▸ **PROBLEM 1**: Using the passage on Alex Mendham, decide whether each statement agrees with it: (a) Mendham founded his orchestra in 2010; (b) the orchestra recreates music of the 1940s and 1950s; (c) Mendham has appeared in Forbes. For each, answer yes or no and quote the deciding words.
▸ **PROBLEM 2**: In the passage on Alex Mendham, turn the paragraph beginning "Founding his orchestra in 2010" into a short bulleted list that keeps its main facts.
▸ **PROBLEM 3**: Carry on the passage about Alex Mendham, picking up right after its final sentence.

▸ **READING PASSAGE**:
++++++++++++++++++++

Alex Mendham (born 13 September 1989 in Essex, England) is an English singer, saxophonist, and bandleader. He is best known as the founder and leader of Alex Mendham & His Orchestra.

Founding his orchestra in 2010, Mendham, who has been described as a very classic British gentleman with a flawless and sophisticated attire, has risen to become Britain's premier bandleader recreating the glamorous, romantic music of the 1920s and 1930s by replicating the authentic aura of every song using careful arrangements and instruments from the era. Performing in elegant attire from the Art Deco era, Alex and his Orchestra performed as the house band at London's luxurious Savoy Hotel, is frequently featured on BBC Radio and appeared on stage to sell out audiences in the UK, Europe and USA. He has been featured on the BBC and in journals including Forbes.

++++++++++++++++++++

▸ **DATA SUPPLIED**:
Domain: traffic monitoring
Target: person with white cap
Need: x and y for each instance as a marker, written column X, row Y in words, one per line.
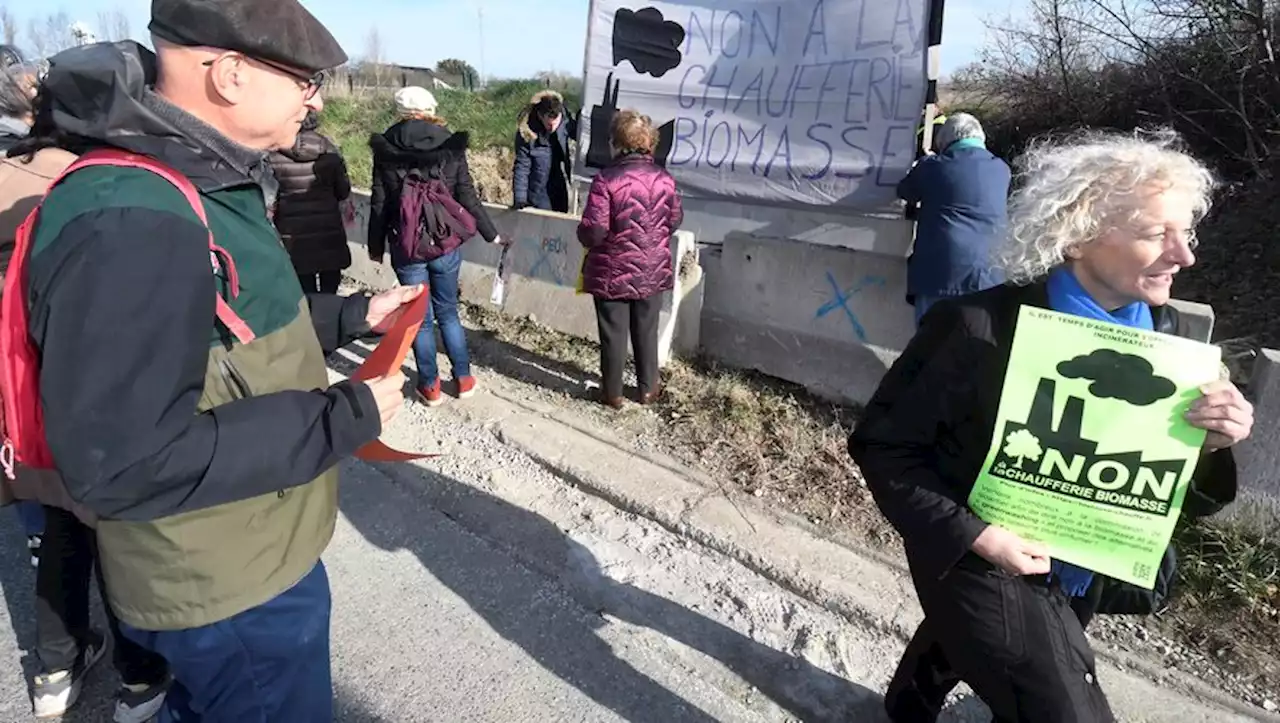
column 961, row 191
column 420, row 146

++++++++++++++++++++

▸ **WRITTEN RESPONSE 1**:
(a) Yes: "Founding his orchestra in 2010"
(b) No: "the glamorous, romantic music of the 1920s and 1930s"
(c) Yes: "He has been featured on the BBC and in journals including Forbes."

▸ **WRITTEN RESPONSE 2**:
- Founded his orchestra in 2010.
- Has been described as a very classic British gentleman with flawless, sophisticated attire.
- Has become Britain's premier bandleader recreating the glamorous, romantic music of the 1920s and 1930s, using careful arrangements and period instruments to replicate each song's authentic aura.
- Performs with his orchestra in elegant Art Deco–era attire.
- The orchestra served as the house band at London's Savoy Hotel, is often featured on BBC Radio, and has played to sold-out audiences in the UK, Europe and the USA.
- Has been featured on the BBC and in journals including Forbes.

▸ **WRITTEN RESPONSE 3**:
In 2020, during the COVID-19 pandemic that devastated the livelihoods of musicians, Mendham signed to Decca Records for a project celebrating the career of Dame Vera Lynn, entitled Keep Smiling Through and recorded his uplifting compilation of hot jazz standards and romantic songs, Puttin' on the Ritz.

Discography
 Whistling in the Dark (2013)
 Jazznocracy (2015)
 On With The Show (2017)
Puttin' on the Ritz (2020)
Mendham launched a Kickstarter Campaign to fund his 2020 album exceeding his £7,000 goal with £11,120 pledged by 158 backers. Recording of the album and a series of concerts aboard Cunard's Queen Mary 2 on a transatlantic crossing to New York City was interrupted by the COVID-19 pandemic. However, when lock down restrictions were temporarily eased in the UK, Mendham succeeded in assembling the orchestra and recording the album.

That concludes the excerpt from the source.